Passage provided:
****************

Re: [Qemu-devel] [PATCH v4 0/5] qcow2: async handling of fragmented io

Posted by Vladimir Sementsov-Ogievskiy 6 years, 2 months ago

Pinging, as Stefan's branch merged into master and now these series based on master.

16.08.2019 18:30, Vladimir Sementsov-Ogievskiy wrote:
> Hi all!
> 
> Here is an asynchronous scheme for handling fragmented qcow2
> reads and writes. Both qcow2 read and write functions loops through
> sequential portions of data. The series aim it to parallelize these
> loops iterations.
> It improves performance for fragmented qcow2 images, I've tested it
> as described below.
> 
> v4 [perf results not updated]:
> 01: new patch. Unrelated, but need to fix 026 before the series to
>      correctly fix it after :)
> 02: - use coroutine_fn where appropriate (i.e. in aio_task_pool_new too)
>      - add Max's r-b
> 03,04: add Max's r-b
> 05: fix 026 output
> 
> v3 (by Max's comments) [perf results not updated]:
> 
> 01: - use coroutine_fn where appropriate !!!!!!!!!!!!!!!!!!!!!!!
>      - add aio_task_pool_free
>      - add some comments
>      - move header to include/block
>      - s/wait_done/waiting
> 02: - Rewrite note about decryption in guest buffers [thx to Eric]
>      - separate g_assert_not_reached for QCOW2_CLUSTER_ZERO_*
>      - drop return after g_assert_not_reached
> 03: - drop bytes_done and correctly use qiov_offset
>      - fix comment
> 04: - move QCOW2_MAX_WORKERS to block/qcow2.h
>      - initialize ret in qcow2_co_preadv_part
> Based-on: https://github.com/stefanha/qemu/commits/block
> 
> 
> v2: changed a lot, as
>   1. a lot of preparations around locks, hd_qiovs, threads for encryption
>      are done
>   2. I decided to create separate file with async request handling API, to
>      reuse it for backup, stream and copy-on-read to improve their performance
>      too. Mirror and qemu-img convert has their own async request handling,
>      may be we'll be able finally merge all these similar code into one
>      feature.
>      Note that not all API calls used in qcow2, some will be needed on
>      following steps for parallelizing other io loops.
> 
> About testing:
> 
> I have four 4G qcow2 images (with default 64k block size) on my ssd disk:
> t-seq.qcow2 - sequentially written qcow2 image
> t-reverse.qcow2 - filled by writing 64k portions from end to the start
> t-rand.qcow2 - filled by writing 64k portions (aligned) in random order
> t-part-rand.qcow2 - filled by shuffling order of 64k writes in 1m clusters
> (see source code of image generation in the end for details)
> 
> and I've done several runs like the following (sequential io by 1mb chunks):
> 
>      out=/tmp/block; echo > $out; cat /tmp/files | while read file; do for wr in {"","-w"}; do echo "$file" $wr; ./qemu-img bench -c 4096 -d 1 -f qcow2 -n -s 1m -t none $wr "$file" | grep 'Run completed in' | awk '{print $4}' >> $out; done; done
> 
> 
> short info about parameters:
>    -w - do writes (otherwise do reads)

****************

Recorded information:
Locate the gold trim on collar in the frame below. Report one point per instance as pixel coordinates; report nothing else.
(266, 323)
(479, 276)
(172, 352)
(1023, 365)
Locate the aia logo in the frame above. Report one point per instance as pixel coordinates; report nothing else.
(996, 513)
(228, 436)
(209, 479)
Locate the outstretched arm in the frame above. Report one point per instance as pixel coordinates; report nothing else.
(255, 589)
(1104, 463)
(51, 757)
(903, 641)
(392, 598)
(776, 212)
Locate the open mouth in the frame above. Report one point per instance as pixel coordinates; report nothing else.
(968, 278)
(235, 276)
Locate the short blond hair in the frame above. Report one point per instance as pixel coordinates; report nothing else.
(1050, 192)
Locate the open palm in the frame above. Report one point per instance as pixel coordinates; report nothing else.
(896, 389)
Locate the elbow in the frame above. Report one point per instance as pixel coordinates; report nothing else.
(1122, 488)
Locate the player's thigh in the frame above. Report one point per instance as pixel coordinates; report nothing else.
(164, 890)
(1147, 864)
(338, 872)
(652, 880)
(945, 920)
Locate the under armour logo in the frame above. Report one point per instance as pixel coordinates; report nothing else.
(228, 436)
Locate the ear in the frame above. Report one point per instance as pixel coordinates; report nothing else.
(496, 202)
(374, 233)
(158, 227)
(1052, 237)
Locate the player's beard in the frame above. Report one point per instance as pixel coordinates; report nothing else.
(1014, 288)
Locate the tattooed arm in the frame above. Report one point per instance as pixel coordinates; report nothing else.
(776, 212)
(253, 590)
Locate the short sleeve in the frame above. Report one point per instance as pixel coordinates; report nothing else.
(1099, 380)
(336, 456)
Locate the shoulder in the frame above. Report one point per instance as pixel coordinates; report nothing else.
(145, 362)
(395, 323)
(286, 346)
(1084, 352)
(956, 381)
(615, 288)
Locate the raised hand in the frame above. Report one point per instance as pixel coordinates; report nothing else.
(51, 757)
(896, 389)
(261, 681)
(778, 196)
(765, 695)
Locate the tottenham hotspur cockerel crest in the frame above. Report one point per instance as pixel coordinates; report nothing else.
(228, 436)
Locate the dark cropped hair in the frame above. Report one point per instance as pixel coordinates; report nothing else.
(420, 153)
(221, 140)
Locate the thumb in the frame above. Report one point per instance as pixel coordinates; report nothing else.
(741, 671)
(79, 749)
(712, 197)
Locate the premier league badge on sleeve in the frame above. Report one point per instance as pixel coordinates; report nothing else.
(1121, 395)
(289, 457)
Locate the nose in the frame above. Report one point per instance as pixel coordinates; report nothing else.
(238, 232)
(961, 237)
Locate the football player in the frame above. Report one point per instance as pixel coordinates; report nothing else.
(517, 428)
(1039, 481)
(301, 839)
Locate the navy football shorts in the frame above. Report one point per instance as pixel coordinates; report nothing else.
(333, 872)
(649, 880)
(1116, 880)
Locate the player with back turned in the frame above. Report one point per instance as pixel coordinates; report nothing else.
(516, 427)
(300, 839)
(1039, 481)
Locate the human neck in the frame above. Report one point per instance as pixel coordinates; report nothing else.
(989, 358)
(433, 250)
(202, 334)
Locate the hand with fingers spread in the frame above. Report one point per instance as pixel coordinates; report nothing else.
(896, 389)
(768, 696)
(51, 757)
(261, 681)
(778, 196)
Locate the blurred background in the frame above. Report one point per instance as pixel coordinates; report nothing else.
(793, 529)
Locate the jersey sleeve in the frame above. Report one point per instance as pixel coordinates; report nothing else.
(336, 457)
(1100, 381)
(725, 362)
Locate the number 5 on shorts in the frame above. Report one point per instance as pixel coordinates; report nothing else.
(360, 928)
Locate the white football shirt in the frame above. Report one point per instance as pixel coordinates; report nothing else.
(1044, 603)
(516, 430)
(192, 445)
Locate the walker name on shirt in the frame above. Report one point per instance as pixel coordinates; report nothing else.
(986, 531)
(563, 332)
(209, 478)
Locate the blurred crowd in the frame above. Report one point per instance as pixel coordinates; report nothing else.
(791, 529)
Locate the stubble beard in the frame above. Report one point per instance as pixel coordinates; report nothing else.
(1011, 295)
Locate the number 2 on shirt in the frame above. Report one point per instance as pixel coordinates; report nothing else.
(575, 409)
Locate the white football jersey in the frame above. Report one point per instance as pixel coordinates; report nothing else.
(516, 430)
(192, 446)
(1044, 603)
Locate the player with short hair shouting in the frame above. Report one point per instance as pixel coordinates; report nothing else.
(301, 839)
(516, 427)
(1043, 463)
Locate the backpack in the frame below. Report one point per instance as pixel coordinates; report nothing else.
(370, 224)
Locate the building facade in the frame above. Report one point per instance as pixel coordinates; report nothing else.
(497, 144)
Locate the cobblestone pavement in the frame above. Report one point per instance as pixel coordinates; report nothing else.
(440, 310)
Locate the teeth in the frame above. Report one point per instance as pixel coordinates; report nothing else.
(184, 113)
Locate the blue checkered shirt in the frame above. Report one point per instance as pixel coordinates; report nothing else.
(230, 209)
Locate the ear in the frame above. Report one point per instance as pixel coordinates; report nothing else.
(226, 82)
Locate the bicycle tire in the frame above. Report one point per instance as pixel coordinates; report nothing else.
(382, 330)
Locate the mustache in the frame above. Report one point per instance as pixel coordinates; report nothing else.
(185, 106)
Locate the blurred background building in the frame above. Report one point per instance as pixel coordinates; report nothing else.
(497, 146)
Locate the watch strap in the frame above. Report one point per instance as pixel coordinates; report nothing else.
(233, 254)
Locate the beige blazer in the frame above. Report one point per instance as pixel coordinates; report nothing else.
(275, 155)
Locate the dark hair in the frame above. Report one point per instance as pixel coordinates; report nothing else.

****************

Complete the following:
1 – Render this sentence from the qcow2 post in Spanish: "Here is an asynchronous scheme for handling fragmented qcow2 reads and writes."
2 – From the qcow2 post, output the stretch from "Re: [Qemu-devel] [PATCH" through "based on master.", word for word.
The material has no part in this work.

Problem solutions:
1 – Este es un esquema asíncrono para gestionar las lecturas y escrituras fragmentadas de qcow2.

2 –
Re: [Qemu-devel] [PATCH v4 0/5] qcow2: async handling of fragmented io

Posted by Vladimir Sementsov-Ogievskiy 6 years, 2 months ago

Pinging, as Stefan's branch merged into master and now these series based on master.